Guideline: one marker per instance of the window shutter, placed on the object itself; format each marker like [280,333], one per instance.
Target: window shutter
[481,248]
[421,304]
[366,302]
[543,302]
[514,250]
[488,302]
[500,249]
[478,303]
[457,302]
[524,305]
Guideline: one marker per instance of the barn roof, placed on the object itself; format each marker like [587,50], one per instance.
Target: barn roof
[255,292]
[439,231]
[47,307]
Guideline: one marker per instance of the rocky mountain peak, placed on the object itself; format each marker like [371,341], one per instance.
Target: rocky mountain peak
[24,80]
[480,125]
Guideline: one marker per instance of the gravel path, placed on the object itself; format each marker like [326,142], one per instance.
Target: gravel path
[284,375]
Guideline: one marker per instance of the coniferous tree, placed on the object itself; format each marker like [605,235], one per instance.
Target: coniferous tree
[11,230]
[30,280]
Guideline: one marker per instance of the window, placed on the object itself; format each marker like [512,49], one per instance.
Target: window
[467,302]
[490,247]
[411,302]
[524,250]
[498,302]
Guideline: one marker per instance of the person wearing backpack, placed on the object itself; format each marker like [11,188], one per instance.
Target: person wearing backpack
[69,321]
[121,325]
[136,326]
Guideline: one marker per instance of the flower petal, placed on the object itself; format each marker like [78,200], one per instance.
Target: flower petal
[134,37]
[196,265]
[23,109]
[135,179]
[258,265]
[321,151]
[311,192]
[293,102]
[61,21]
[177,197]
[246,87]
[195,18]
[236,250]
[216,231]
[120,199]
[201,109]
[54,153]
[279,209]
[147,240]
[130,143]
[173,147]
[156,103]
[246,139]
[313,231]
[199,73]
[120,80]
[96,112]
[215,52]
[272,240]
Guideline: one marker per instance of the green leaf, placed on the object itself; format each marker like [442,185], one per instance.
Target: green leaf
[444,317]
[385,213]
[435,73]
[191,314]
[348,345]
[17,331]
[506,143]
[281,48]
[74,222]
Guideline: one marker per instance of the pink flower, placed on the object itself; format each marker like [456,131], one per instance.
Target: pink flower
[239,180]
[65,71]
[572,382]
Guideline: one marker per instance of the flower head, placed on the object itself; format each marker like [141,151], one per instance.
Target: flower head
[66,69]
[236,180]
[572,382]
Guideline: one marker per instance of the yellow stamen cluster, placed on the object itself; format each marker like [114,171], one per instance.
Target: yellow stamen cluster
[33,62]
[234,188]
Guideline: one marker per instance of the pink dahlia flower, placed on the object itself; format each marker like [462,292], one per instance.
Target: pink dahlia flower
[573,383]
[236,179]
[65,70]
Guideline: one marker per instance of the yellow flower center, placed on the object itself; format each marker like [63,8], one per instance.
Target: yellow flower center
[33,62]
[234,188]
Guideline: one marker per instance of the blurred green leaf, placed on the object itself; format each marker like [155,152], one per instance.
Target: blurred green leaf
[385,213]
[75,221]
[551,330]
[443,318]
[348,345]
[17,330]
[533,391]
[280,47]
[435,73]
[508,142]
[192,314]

# INSTRUCTIONS FOR THE TASK
Please write out all of the lines above again, substituting "Instruction" for every "Guideline" and leaving everything else unchanged.

# WORKED SOLUTION
Instruction: one marker per instance of the window shutter, placed on the object itself; format each marker like [280,333], one per instance.
Target: window shutter
[481,248]
[421,304]
[366,302]
[543,302]
[514,250]
[488,302]
[500,249]
[478,303]
[457,302]
[524,305]
Instruction: one marker per instance of the barn roof, placed on the object itself; format each marker like [587,50], one per instance.
Target: barn roof
[255,292]
[439,231]
[47,307]
Instruction: one marker per instance of the rocky mountain peak, placed on the object itself; format each marker like [371,341], one per instance.
Target: rocky mountain peak
[24,80]
[480,125]
Instruction: one marker per instance of the gravel path, placed on the object itself; format each marker like [326,142], one per instance.
Target: gravel path
[284,375]
Instruction: one marker per instance of the coniferous tree, placed on the object itself; format each marker like [605,235], one per instance.
Target: coniferous tree
[11,230]
[30,280]
Instruction: one marker per instance of the window, placed on the object itself; format each marker like [512,49], one per instance.
Target: window
[467,302]
[490,247]
[411,302]
[524,250]
[498,302]
Instruction: one marker per instance of the person wearing backpack, placed on the object itself; format each marker like [11,188], one per instance.
Target: person wearing backpack
[69,321]
[121,325]
[136,326]
Instruction: one marker per instance of the flower petal, placed on the object itself; format each marker like [78,200], one per instance.
Target: flower petal
[134,37]
[196,265]
[23,109]
[135,179]
[258,265]
[321,151]
[311,192]
[293,102]
[61,21]
[177,197]
[246,87]
[195,18]
[236,250]
[216,231]
[120,199]
[201,109]
[54,153]
[279,209]
[147,240]
[130,143]
[173,147]
[156,103]
[246,139]
[313,231]
[199,73]
[120,80]
[96,112]
[215,52]
[272,240]
Instruction: one marker per instance of the green leaf, placed on the object itself; format each marker like [442,185], one per instance.
Target: green leaf
[444,317]
[385,213]
[435,73]
[191,314]
[348,345]
[17,331]
[506,143]
[281,48]
[74,222]
Instruction: one marker per instance of the pink flower, placed on the object itself; format each marker like [456,131], one per instance.
Target: pink flower
[239,180]
[65,71]
[572,382]
Instruction: one marker per instance of the flower head, placed on the object itself; format each marker like [141,151], one per instance.
Target: flower head
[66,69]
[236,180]
[572,382]
Instruction: one marker per instance of the yellow stamen cluster, placed on the object itself; format each marker like [114,171], one per instance.
Target: yellow stamen cluster
[33,62]
[234,188]
Instruction: one marker per instance of the pink dahlia flower, placed on the object itself; format each marker like [462,292], one per instance.
Target: pink dahlia flower
[573,383]
[236,179]
[65,70]
Instruction: one marker per instance of the yellow flower center, placed on the object itself; format each marker like [63,8], one per instance.
Target: yellow flower center
[33,62]
[234,188]
Instruction: one marker per instance of the blurred green leaf, placed on the object itself; format each marker like [155,152], one per instance.
Target: blurred green leaf
[385,213]
[75,221]
[551,330]
[443,318]
[348,345]
[17,330]
[533,391]
[280,47]
[435,73]
[508,142]
[192,314]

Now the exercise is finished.